# Start of SOURCE EXCERPT
The Autism Redemption   19 comments

“Wonderer, worshipper, lover of leaving.
It doesn’t matter.
Ours is not a caravan of despair.
Come, even if you have broken your vow
a thousand times
Come, yet again, come, come.”

Mewlana Jalaluddin Rumi; Come, Come, Whoever You Are

Churches and places of worship are common settings for stories of redemption.  Unfortunately they’re far less common for stories of autism-related successes, particularly when it comes to acceptance and inclusion.  The purpose of this blog, however, isn’t to label anyone as intolerant or close-minded…except for myself. But I have seen the light, so to speak, and my wife Jen and daughter Skylar are to thank.

You aren’t likely to find me in a church or place of worship of any type unless it’s for a funeral, wedding, or religious ceremony for a family member’s child.  In other words, I only go when obligated and never by choice.  This isn’t because I have anything against religion or anyone who attends church or places of worship.  As a matter of a fact, I have a deep admiration for anyone who truly possesses faith and walks the walk of their religion’s positive tenets.  It’s just for me, individually, faith is an extraordinarily private matter that the public nature of being in a church or place of worship doesn’t mesh with.

Much to my relief, a bolt of lightning did not immediately strike the church when I entered

Much to my relief, a bolt of lightening did not immediately strike the church when I entered

Jen feels differently.  That’s her right.  She tried on numerous occasions to get Skylar to sit peacefully through the church service of her primary religion to no avail, as our daughter was just too restless and talkative when expected to keep quiet.  Thankfully, my wife never had an autism-related horror story to share of anyone objecting to Skylar’s presence beyond the occasional dirty look or eye roll (though anything beyond that would have compelled my black heart to accompany them the following week to have a chat with the offending party).  Nevertheless, Jen was spending far more time in a closed room off to the side with our whining daughter than she was having a church experience.  What was the point?  I’m all for exposing our daughter to as many things as possible and enduring misery in the hopes some of them eventually stick but church was never going to be one on the list of triumphs.
# End of SOURCE EXCERPT
# Start of TASK INPUTS
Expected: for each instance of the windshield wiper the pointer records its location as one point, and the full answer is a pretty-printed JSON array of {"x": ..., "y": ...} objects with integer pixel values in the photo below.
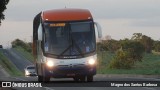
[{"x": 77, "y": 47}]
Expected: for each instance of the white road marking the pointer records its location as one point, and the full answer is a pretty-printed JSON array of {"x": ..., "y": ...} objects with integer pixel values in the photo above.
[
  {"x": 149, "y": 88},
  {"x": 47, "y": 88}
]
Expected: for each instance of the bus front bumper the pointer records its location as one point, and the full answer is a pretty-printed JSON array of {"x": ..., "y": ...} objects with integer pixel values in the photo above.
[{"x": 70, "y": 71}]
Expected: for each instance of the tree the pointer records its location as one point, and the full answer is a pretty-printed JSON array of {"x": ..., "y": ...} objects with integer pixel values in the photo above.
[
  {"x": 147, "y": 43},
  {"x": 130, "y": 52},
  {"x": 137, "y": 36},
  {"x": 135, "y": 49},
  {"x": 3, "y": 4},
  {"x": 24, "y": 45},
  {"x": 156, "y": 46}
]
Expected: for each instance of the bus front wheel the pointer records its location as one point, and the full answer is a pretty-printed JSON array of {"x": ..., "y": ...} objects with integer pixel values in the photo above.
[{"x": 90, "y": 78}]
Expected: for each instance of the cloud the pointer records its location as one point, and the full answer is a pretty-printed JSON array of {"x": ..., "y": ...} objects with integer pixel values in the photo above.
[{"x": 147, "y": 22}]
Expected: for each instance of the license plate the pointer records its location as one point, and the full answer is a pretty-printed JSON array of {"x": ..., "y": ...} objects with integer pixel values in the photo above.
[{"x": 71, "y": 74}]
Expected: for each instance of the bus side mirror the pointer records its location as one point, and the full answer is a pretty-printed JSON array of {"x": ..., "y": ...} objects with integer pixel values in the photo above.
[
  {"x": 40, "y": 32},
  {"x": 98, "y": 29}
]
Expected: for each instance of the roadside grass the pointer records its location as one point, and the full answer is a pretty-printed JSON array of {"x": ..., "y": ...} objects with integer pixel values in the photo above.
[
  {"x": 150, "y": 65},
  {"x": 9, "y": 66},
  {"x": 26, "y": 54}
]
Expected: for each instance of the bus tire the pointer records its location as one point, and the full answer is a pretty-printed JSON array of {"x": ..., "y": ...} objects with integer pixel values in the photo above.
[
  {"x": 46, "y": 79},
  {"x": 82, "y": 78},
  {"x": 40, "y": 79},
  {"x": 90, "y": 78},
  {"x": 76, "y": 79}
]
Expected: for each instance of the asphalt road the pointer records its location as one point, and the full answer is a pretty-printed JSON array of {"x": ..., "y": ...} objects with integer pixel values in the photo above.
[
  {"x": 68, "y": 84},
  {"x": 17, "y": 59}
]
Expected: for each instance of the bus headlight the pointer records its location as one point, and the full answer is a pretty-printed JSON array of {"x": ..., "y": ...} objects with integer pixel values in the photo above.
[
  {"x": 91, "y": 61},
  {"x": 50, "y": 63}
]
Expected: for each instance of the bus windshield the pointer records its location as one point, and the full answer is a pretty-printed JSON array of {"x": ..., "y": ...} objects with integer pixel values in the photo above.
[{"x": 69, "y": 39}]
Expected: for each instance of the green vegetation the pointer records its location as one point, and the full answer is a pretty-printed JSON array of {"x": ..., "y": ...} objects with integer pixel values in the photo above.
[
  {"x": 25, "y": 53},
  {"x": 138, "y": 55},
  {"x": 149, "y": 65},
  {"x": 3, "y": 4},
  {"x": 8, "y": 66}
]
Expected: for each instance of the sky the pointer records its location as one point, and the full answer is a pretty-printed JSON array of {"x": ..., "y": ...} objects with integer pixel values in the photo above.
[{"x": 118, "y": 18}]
# End of TASK INPUTS
# Start of TASK INPUTS
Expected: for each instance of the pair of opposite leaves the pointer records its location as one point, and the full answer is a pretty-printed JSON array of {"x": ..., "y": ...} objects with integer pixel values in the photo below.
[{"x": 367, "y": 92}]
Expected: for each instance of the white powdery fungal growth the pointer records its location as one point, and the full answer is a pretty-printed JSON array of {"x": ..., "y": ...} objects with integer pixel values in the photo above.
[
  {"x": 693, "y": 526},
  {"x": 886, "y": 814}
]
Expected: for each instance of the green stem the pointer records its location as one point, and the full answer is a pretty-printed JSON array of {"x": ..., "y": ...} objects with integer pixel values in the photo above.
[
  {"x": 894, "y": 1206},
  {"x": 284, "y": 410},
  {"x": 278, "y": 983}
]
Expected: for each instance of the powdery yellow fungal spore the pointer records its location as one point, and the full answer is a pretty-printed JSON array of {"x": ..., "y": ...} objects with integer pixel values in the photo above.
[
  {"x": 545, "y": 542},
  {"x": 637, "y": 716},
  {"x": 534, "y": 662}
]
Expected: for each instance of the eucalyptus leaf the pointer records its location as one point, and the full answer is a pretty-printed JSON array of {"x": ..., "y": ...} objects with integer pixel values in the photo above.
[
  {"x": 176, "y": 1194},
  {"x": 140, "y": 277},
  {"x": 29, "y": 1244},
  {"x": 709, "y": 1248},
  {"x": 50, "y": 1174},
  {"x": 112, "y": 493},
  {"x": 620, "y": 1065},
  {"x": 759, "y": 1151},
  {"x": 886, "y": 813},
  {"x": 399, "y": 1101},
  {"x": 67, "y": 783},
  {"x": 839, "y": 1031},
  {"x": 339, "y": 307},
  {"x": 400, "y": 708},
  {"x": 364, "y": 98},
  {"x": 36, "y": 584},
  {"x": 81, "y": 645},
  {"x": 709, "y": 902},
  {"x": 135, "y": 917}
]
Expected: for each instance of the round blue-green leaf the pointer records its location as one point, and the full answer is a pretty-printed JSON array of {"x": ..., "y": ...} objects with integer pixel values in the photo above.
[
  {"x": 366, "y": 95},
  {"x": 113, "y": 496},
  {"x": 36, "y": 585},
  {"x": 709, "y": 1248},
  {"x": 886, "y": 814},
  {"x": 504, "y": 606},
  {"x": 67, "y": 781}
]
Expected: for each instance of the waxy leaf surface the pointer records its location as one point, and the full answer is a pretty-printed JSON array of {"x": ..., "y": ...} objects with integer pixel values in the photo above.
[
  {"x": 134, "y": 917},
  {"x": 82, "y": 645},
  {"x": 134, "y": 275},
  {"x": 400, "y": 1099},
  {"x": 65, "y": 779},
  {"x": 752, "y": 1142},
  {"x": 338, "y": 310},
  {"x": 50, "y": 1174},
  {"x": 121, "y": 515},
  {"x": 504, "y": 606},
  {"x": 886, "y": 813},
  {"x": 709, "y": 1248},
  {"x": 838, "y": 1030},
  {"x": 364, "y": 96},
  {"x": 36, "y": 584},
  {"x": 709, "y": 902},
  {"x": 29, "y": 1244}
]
# End of TASK INPUTS
# Start of TASK INPUTS
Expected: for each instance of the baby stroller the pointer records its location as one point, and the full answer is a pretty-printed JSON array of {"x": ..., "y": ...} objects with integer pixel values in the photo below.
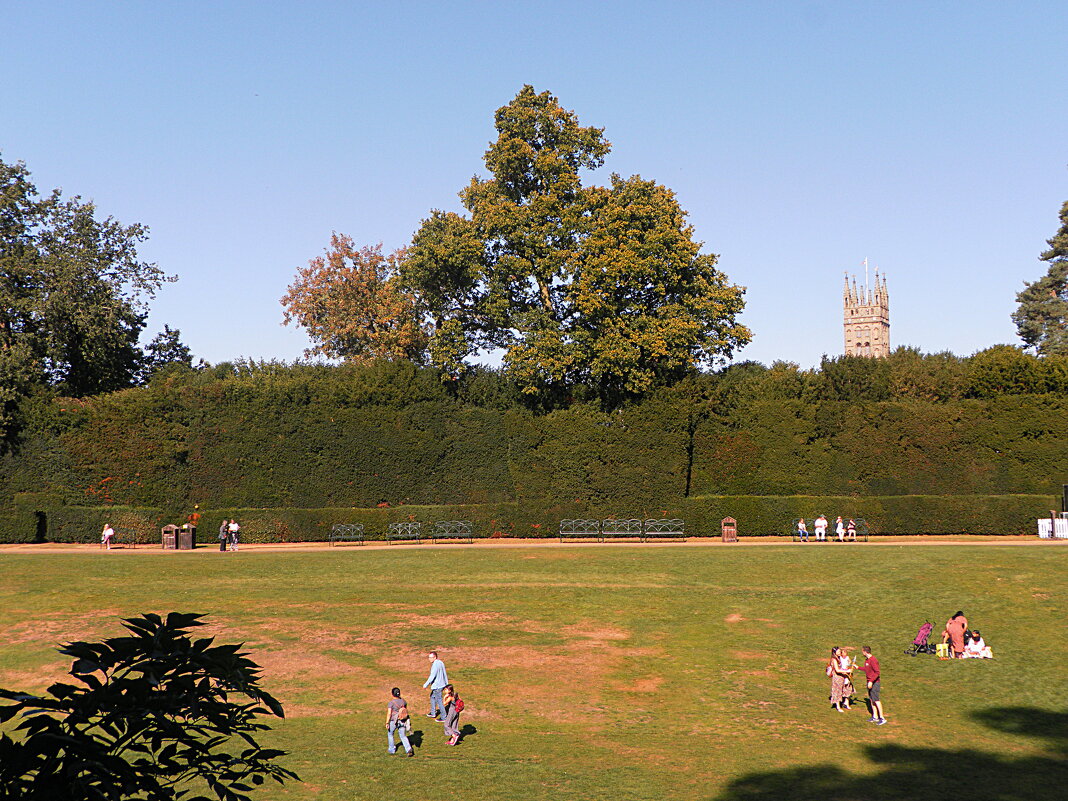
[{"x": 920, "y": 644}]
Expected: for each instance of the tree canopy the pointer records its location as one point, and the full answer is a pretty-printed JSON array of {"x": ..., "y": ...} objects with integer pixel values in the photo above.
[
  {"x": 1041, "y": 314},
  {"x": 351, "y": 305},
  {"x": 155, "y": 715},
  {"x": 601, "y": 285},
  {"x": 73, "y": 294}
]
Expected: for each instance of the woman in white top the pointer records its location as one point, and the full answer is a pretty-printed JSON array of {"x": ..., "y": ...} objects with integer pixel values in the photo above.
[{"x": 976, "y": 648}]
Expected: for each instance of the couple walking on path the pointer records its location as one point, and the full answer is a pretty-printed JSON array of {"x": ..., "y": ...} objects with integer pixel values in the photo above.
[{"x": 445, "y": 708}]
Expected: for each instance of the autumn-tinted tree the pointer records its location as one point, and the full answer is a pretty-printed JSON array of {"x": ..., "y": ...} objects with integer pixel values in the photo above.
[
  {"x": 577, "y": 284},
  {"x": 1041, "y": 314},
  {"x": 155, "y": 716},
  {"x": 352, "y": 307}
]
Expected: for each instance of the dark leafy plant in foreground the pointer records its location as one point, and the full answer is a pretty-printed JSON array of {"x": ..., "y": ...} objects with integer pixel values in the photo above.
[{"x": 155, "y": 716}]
# End of TASK INPUTS
__OBJECTIVE A__:
Please copy the blog post on autism and church, starting with "The Autism Redemption" and going on through "are to thank.", and swap "caravan" for "gathering".
__OBJECTIVE B__:
Return each line of the entries that contains the string "leafy".

__CORRECT ANSWER A__:
The Autism Redemption   19 comments

“Wonderer, worshipper, lover of leaving.
It doesn’t matter.
Ours is not a gathering of despair.
Come, even if you have broken your vow
a thousand times
Come, yet again, come, come.”

Mewlana Jalaluddin Rumi; Come, Come, Whoever You Are

Churches and places of worship are common settings for stories of redemption.  Unfortunately they’re far less common for stories of autism-related successes, particularly when it comes to acceptance and inclusion.  The purpose of this blog, however, isn’t to label anyone as intolerant or close-minded…except for myself. But I have seen the light, so to speak, and my wife Jen and daughter Skylar are to thank.

__CORRECT ANSWER B__:
Expected: for each instance of the dark leafy plant in foreground the pointer records its location as one point, and the full answer is a pretty-printed JSON array of {"x": ..., "y": ...} objects with integer pixel values in the photo above.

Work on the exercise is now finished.